WHAT YOU ARE ASKED TO DO>
Give every line again exactly as it appears, please, but not the pictures.

--- BEGIN INFORMATION PROVIDED ---

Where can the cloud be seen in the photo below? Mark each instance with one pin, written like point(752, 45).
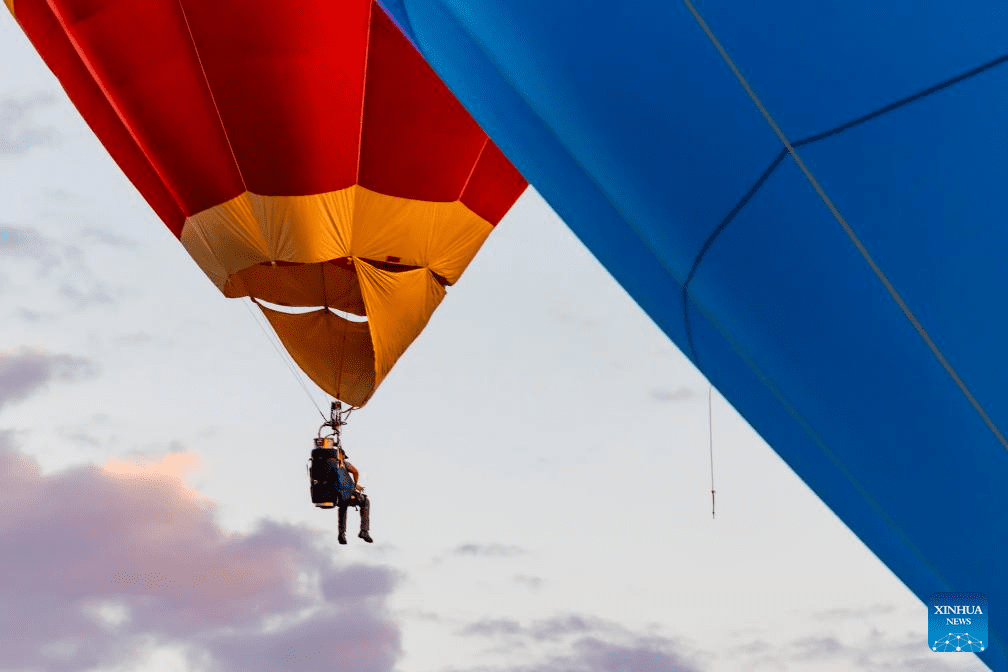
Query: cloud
point(488, 550)
point(26, 243)
point(28, 371)
point(583, 644)
point(665, 395)
point(76, 283)
point(848, 614)
point(102, 565)
point(18, 132)
point(866, 651)
point(107, 238)
point(530, 582)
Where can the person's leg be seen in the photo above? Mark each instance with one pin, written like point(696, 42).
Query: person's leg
point(365, 517)
point(343, 524)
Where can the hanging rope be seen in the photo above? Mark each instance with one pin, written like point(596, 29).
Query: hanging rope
point(710, 433)
point(283, 356)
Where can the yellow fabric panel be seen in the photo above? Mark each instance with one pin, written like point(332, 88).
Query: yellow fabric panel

--- END INFORMATION PROVIDED ---

EXERCISE RESULT>
Where can the cloud be seen in the photo below? Mark each instance with one pin, written like point(752, 45).
Query: cloud
point(488, 550)
point(26, 243)
point(28, 371)
point(583, 644)
point(665, 395)
point(76, 283)
point(848, 614)
point(102, 565)
point(18, 132)
point(866, 651)
point(107, 238)
point(530, 582)
Where can the person's leg be seen in the photo above? Mark each instance with one pin, written like point(696, 42).
Query: person's leg
point(365, 517)
point(343, 524)
Where can the hanging rope be seen in the photo above? Mark each instance with one pin, written like point(596, 29).
Query: hanging rope
point(710, 433)
point(283, 356)
Where can the yellow fabric panel be seen in the photo above? Mark each instance with one pin, written like point(332, 88).
Query: yellow fabric panel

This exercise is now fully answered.